··· Belge

Organize basitlik

Ekrem Başkan bu organize kötülüklerle uğraşmaktan iş yapmaya fırsat bulamıyor. Bir fırsat verseler, daha ne çeşmeler açacak, eli arkasında daha ne türbeler gezecek; o da olmadı, huzur içerisinde tatillere gidecek kendileri…

GÖRÜNTÜLER kan dondurucuydu. Gerçi o görüntüleri görmek biz sıradan insanlara nasip olmadı henüz ama neyse, herkes yerini bilecek. Bize o görüntüleri izlememiş olmak da yakışıyor.

Fazilet Durağı’ndan 47 yolcu, hem de bir Pazar günü, şoförün uyarılarına rağmen birbirlerini ite kaka belediye otobüsüne doluşmuşlardı. Amaç, Ekrem Başkan’ı zor durumda bırakmaktı ve bu 47 kişi, mukaddes dâvâları için kendilerini fedâ etmişlerdi. Sıkış tepiş otobüsün içerisinden çektikleri fotoğrafları da sosyal medyada dolaşıma sokmuşlardı.

Bir türlü kamuoyu ile paylaşılamayan mezkûr görüntüleri İsmail Saymaz, Nevşin Mengü, Fatih Portakal ve İsmail Küçükkaya gibi seçilmiş insanlar izlemişlerdir muhakkak. Aksi olsa, Aktrollere o şekilde çemkiremezlerdi ya!

Lânet olsundu böyle siyasete!

Organize kötülük!

Yakında Ekrem Başkan bu görüntüleri bizlerle paylaşacak, eminim. Şartların olgunlaşmasını bekliyoruz.

***

Bir organize kötülük de Ekrem İmamoğlu Başkanımın biyolojik arıtma tesisinin “temel atmama” törenini düzenlediği ve ağaçların kendisini çılgınca alkışladığı o meşum günde plânlandı. Ağaçların alkış seslerinden rahatsız olan bir grup alg, ince ince plân yapmaktalardı o meyanda.

Ve zamanı geldi! O algler akın akın Haliç’e doğru sökün ettiler. Haliç bir anda 25 yıl öncesine dönüverdi.

Organize kötülük!

Lisede biyolojim fena değildi, söylemesi ayıp. Biyoloji derslerinden hatırladığım kadarıyla, algler yosunumsu canlılardı. Lâkin Haliç’teki alglerin formları biraz daha farklı idi doğrusu.

Bu alglerin kimisi pet şişe, kimisi ise bildiğiniz kundura şeklindelerdi. Bazılarının neye benzediklerini bu sayfada yazamayacağım maalesef. Üstelik çok da fenâ kokuyorlardı bunlar.

Hâlâ bu “algler” Haliç’i terk etmiş değiller takip edebildiğim kadarıyla. Bir süre daha kendileri ile yaşamaya ve kokudan geçilmeyen Haliç nostaljisinin “tadını çıkarmaya” devam edeceğiz sanırım.

······
··· Kaynak Kesiti

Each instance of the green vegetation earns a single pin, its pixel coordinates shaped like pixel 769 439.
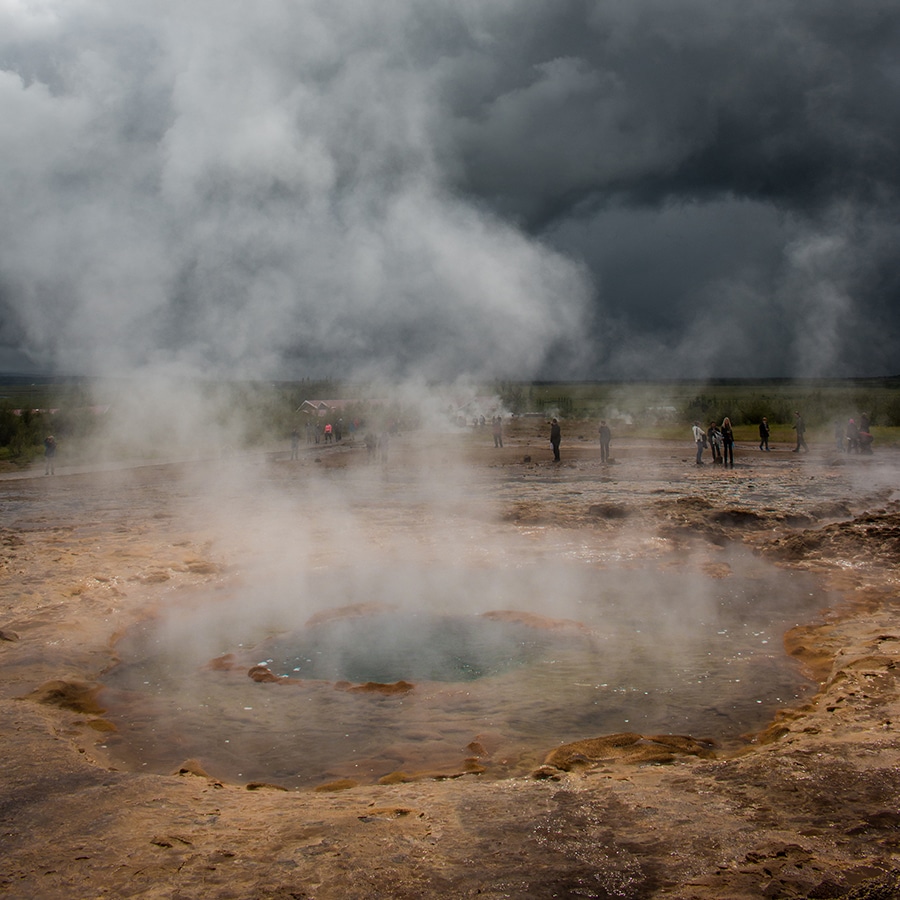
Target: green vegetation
pixel 662 404
pixel 260 414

······

Görev Amacı A: Ekrem Başkan hakkındaki yazıya göre Fazilet Durağı'ndan belediye otobüsüne kaç yolcu doluşmuştu?
Görev Amacı B: Ekrem Başkan hakkındaki yazının devamını, son cümlesinin ardından gelecek biçimde yazınız.
Bu satırların Ekrem Başkan hakkındaki yazıyla bir ilgisi yoktur.

Görev Sonucu A: 47 yolcu doluşmuştu.

Görev Sonucu B:
İBB Sözcüsü Murat Ongun, yakında konu ile ilgili kan dondurucu görüntüleri kamuoyu ile paylaşacaktır muhakkak.

***

Ekrem Başkan’a düzenlenen son polüm de, İstanbullu selle, fırtınayla, hortumla mücadele verirken düzenlendi.

Kimliği belirsiz kişi ya da kişiler, tam da bugünler için hazırladıkları kum torbalarını rögarlara atarak İstanbul’un kanalizasyonlarını tıkadılar. İstanbul’u sel götürdü.

İBB Sözcüsü Ongun, yakında bunların da görüntülerini bizlerle paylaşır. Eminim, bu görüntüler de kan dondurucudur!

Organize kötülük!

Siyaset buysa, lânet olsun böyle siyasete!

***

Görüyorsunuz, Ekrem Başkan bu organize kötülüklerle uğraşmaktan iş yapmaya fırsat bulamıyor.

Bir fırsat verseler, daha ne çeşmeler açacak, eli arkasında daha ne türbeler gezecek; o da olmadı, huzur içerisinde tatillere gidecek kendileri…

Başkan’a musluk açmak da, elleri arkada türbe gezmek de en az tatil yapmak kadar yakışıyor!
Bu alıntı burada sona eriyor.